◆ Texte fourni:
**********

Navalon de tentadeo

Navalon de tentadeo
Navalon de tentadero. Photo de Carmen Esteban avec sa permission

vendredi 6 janvier 2012

Cinquième jour sans tabac

Cinq jours putain de moine ! J'attaque le cinquième jour sans tabac.

Près de cinquante ans à consciencieusement asphalter mes poumons. Sûrement de quoi remettre en état les routes malgaches. Et vlan, j'avais dit, le 2/1/2012, j'arrête. Une nécessaire intervention dentaire nécessite l'arrêt du tabac. Donc, voilà !

Le matin, je me motive en constatant déjà l'absence de toux, une profondeur moelleuse pulmonaire insoupçonnée. Pourtant, nom de Dieu, cette cigarette du matin ! Et les autres, tiens, pour être juste.

Donc, j'ai compris aussi qu'il fallait que je m'occupe, alors je lis, plus que de coutume, cela occupe à la fois les mains et la tête.

Mon toubib, cousin par alliance et ami est basque et plutôt du style taiseux. « Je vais arrêter de fumer » lui avais je annoncé. « Ah bon ! ». J'attendais de chaleureux encouragements, la promesse d'une vieillesse sereine et triomphante. Rien du tout. « Tu peux m'aider ? ». Silence. « Il existe des trucs non ? ». J'insiste un peu suppliant. « Tu sais, lâche t'il à part le décider et s'y tenir, il n'y a pas de solution miracle ». Il est comme ça mon taiseux de toubib basque. Si vous consultez pour la conversation ou les potins, ou entendre ce qui vous ferait plaisir, ce n'est pas la bonne adresse. En plus, pas le genre à forcer la consommation, il n'a nul besoin de remplir sa salle d'attente.

**********

◆ Extraits d'enregistrements:
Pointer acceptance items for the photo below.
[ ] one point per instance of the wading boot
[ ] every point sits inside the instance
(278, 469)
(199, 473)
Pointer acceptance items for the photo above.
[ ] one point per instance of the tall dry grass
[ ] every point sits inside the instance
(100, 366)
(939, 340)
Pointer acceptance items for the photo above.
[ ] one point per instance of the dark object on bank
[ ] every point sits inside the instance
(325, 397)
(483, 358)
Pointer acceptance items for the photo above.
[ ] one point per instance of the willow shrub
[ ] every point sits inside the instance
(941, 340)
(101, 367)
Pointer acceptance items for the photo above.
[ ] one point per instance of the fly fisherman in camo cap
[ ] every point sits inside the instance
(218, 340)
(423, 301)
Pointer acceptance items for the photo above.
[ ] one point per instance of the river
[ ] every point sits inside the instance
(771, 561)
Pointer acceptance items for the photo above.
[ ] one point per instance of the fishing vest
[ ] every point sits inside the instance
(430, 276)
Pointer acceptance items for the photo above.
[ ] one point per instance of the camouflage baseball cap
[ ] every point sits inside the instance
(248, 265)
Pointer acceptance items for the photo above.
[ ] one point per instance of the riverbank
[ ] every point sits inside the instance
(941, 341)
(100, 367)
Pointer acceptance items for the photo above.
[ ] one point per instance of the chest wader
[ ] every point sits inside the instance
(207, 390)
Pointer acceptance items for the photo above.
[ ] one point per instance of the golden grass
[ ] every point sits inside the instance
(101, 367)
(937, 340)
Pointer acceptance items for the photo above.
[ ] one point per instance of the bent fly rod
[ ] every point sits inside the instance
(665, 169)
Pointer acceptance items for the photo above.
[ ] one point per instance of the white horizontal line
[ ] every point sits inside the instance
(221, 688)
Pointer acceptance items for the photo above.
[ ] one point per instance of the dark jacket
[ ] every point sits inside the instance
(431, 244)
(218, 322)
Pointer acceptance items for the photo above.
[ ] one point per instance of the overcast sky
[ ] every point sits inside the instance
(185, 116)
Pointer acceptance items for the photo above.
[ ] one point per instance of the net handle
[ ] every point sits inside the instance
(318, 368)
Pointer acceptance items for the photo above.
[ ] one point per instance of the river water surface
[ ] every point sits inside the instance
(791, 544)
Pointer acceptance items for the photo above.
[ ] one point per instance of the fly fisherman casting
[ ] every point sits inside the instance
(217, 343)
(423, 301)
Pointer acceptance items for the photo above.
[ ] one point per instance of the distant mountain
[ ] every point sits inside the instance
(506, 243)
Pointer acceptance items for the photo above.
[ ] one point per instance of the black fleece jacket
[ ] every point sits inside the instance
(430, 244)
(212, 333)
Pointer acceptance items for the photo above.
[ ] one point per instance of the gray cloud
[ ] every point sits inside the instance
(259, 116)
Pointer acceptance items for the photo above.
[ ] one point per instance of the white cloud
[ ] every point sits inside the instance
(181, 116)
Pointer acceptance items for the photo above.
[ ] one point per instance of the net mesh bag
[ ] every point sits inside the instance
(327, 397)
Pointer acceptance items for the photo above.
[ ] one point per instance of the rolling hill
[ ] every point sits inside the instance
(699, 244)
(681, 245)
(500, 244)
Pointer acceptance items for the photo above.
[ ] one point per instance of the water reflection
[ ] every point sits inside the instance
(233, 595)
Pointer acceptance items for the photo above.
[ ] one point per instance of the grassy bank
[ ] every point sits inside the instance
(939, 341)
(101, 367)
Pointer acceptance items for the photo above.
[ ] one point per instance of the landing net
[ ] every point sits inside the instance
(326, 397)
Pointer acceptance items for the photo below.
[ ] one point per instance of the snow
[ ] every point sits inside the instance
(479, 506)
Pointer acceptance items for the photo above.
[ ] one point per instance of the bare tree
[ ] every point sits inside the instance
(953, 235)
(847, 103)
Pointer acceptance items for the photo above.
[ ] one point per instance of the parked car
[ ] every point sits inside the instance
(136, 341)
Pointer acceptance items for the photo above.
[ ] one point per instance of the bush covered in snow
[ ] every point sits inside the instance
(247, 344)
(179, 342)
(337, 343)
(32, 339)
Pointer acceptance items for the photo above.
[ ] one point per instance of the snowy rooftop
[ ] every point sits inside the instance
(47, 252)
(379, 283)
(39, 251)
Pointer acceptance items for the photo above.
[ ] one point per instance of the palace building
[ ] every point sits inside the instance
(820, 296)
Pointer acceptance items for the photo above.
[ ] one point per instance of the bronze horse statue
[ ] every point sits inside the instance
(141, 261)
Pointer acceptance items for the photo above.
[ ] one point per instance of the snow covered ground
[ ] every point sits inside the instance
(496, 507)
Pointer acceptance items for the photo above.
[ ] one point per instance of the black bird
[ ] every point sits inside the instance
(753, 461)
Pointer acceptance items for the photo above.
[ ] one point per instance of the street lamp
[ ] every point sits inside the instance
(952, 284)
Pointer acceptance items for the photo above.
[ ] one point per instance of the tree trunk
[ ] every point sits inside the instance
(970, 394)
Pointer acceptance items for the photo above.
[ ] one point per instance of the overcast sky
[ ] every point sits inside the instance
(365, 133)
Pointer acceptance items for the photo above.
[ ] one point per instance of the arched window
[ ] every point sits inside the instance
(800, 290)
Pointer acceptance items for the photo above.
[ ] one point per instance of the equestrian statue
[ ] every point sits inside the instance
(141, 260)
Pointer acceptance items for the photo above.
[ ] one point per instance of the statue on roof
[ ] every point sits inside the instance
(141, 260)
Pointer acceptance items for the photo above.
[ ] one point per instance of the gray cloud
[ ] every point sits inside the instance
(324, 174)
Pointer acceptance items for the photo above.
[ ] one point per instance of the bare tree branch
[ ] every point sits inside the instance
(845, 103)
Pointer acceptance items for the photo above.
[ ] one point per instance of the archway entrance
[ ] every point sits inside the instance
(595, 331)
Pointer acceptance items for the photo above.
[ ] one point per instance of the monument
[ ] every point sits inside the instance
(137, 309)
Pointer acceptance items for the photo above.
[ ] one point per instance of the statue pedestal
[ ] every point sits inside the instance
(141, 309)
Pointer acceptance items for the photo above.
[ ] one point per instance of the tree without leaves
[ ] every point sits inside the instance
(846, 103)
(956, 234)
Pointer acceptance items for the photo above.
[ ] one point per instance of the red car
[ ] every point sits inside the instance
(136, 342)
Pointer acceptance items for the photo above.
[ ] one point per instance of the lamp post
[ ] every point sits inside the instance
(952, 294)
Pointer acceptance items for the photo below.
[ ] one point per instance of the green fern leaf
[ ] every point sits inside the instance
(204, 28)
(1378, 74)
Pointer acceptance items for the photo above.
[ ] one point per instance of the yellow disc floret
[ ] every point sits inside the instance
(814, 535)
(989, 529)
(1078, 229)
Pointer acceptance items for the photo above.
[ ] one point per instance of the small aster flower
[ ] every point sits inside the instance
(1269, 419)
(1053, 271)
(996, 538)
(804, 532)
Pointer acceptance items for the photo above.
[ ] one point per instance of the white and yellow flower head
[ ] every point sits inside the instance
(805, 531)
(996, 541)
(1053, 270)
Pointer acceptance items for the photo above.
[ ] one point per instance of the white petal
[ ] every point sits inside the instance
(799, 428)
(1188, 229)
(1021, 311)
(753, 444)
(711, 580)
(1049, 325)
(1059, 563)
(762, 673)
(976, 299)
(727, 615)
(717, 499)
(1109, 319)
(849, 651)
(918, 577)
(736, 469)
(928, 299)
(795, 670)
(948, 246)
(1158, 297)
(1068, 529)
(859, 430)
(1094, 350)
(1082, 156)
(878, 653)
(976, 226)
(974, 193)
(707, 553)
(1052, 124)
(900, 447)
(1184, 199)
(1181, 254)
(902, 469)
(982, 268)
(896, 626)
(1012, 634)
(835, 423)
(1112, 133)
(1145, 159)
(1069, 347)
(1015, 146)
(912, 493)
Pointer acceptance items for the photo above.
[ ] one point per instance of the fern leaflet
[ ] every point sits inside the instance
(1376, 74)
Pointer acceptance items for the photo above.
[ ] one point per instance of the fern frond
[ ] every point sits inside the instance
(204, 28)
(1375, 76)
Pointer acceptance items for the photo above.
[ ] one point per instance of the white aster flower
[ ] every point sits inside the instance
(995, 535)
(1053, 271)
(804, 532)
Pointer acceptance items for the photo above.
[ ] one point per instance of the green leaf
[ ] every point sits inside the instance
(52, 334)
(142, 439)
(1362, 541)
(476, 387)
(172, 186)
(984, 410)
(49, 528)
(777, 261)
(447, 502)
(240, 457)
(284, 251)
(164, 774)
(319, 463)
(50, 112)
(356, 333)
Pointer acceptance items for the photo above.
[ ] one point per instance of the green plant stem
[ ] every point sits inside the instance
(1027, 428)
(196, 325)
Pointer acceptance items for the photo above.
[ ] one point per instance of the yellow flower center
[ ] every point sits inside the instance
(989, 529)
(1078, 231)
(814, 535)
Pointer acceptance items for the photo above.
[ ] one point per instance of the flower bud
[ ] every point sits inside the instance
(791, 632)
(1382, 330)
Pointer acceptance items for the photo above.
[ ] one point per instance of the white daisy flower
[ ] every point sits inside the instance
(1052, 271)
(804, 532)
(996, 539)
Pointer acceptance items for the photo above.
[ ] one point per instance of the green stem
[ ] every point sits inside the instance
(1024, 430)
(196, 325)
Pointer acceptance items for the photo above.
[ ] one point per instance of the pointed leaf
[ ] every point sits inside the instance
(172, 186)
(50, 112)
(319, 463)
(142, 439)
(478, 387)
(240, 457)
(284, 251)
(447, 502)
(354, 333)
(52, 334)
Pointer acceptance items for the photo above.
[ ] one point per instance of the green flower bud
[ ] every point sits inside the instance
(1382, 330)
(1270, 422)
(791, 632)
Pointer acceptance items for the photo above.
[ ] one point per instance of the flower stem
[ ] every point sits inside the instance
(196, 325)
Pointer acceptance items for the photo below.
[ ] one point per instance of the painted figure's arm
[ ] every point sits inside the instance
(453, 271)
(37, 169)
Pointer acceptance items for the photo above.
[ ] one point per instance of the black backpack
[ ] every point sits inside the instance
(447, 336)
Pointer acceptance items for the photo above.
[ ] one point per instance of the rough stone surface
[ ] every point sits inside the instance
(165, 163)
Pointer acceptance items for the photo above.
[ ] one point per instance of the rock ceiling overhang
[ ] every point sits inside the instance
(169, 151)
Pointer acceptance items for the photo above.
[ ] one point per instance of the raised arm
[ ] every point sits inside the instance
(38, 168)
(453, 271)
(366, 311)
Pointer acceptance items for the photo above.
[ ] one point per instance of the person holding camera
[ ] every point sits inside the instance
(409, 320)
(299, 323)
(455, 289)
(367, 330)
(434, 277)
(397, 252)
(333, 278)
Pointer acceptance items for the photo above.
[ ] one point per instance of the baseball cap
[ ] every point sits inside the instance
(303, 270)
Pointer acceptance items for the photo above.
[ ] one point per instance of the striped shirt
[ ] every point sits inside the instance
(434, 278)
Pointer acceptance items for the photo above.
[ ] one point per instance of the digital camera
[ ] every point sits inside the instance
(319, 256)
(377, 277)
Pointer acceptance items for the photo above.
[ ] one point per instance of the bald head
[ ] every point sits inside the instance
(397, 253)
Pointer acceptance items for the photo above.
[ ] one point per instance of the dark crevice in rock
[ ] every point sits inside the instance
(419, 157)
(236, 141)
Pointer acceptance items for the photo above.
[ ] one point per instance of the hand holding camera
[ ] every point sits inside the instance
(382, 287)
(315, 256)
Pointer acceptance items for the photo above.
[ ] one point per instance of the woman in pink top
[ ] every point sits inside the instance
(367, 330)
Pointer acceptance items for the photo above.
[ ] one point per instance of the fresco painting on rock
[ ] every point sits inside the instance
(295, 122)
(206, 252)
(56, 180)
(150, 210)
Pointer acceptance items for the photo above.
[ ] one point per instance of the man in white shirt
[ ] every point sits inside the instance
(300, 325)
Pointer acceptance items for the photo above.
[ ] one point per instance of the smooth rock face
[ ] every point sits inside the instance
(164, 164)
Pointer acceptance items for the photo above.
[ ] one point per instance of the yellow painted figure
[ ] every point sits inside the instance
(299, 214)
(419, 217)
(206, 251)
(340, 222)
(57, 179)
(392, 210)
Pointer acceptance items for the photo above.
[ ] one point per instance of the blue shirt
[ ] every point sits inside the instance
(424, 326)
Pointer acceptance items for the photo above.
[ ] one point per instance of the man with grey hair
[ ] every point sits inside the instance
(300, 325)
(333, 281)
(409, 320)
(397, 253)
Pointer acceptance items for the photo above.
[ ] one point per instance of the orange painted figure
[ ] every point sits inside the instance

**********

◆ Court exercice A: Relevez, dans le texte sur l'arrêt du tabac, toutes les paroles entre guillemets adressées au toubib.
◆ Court exercice B: Dites si chaque affirmation s'accorde avec le texte sur l'arrêt du tabac, en citant les mots qui tranchent : (i) l'arrêt a été décidé le 2/1/2012 ; (ii) le toubib a promis une vieillesse sereine ; (iii) la lecture occupe à la fois les mains et la tête.
◆ Court exercice C: Poursuivez le texte sur l'arrêt du tabac à partir de sa dernière phrase.
On peut se passer des enregistrements.

◆ Résultat de l'exercice A:
« Je vais arrêter de fumer »
« Tu peux m'aider ? »
« Il existe des trucs non ? »

◆ Résultat de l'exercice B:
(i) Oui : « le 2/1/2012, j'arrête »
(ii) Non : « J'attendais de chaleureux encouragements, la promesse d'une vieillesse sereine et triomphante. Rien du tout. »
(iii) Oui : « cela occupe à la fois les mains et la tête »

◆ Résultat de l'exercice C:
J'avais commencé à écrire ce texte. Et puis, d'habitude, lorsque je cale un peu ou que les tournures ne me plaisent pas, bingo une cigarette ! Ça permet de prendre un air entendu, sartrien ou camusesque, et ça enfume considérablement mon bureau, des murs au plafond.

Lorsque les peintres sont venus, ils ont lessivé et m'ont fait contempler le jus brunâtre. « Imaginez vos poumons » m'a dit sévèrement le chef. En fait, les paquets de cigarettes, achetés y compris en Espagne qui fut l'un des derniers paradis du fumeur en Europe , ne laissent subsister aucun doute.

Donc, la glandouille, l'incroyable plaisir de ne rien faire, mâtiné d'une petite culpabilité judéo-chrétienne, la promesse rassurante du « je le ferai demain » ou plus perfidement, encore, « plus tard », avec le temps inutile qui se colle et se répand flasque aux molles volutes de la fumée, bref ce doux sentiment de néant contemplatif coupable et embrumé, c'est désormais totalement déconseillé et même insupportable.

Pour revenir à ce texte, donc, mes hésitations de clavier appelaient furieusement la nicotine. Je suis descendu au rez de chaussée que j'ai aspiré et lessivé.

Cela a le double avantage de m'épargner le regard lourdement désapprobateur de mon épouse, retour du boulot pour déjeuner, devant l'étendue des dégâts domestiques de ce con de boxer, et de me filer une bonne décharge de contentement de moi. Cet après midi, je fais l'étage ! Peut être! Ainsi le temps s’écoule sans cigarette. Et puis j'ai des voyages à faire à la déchetterie, probablement deux ou trois, ranger un peu le jardin. Il faut seulement s'organiser.

Je ne sais pas pourquoi, mais moi, la déchetterie j'aime beaucoup. En plus ici c'est propre et très compartimenté. Les employés sont affables, pas taiseux pour deux ronds, mais, toutefois, font peu de remarques désobligeantes sur ce que vous jetez. Pas du tout le style voyant les cartons de vins et autres alcools, « merde vous sucez pas les glaçons », ou « vous avez un bar ? ». Non ici beaucoup de retenue, la distance des connaisseurs, mais la rigueur des professionnels : « si c'est du carton, c'est du carton, c'est pas du plastique ou du papier, voyez, ici c'est carton, ici c'est incinérable », c'est clair non?J'en déduis que le carton n'est pas « incinérable », pas plus que le bois, noblement distingué, ou les métaux. Et puis, merde, je vais vous dire, « incinérable » je n'ai pas trouvé dans mon « pequeno » Robert, pas plus que dans mon Larousse. On comprend tout de même, non ?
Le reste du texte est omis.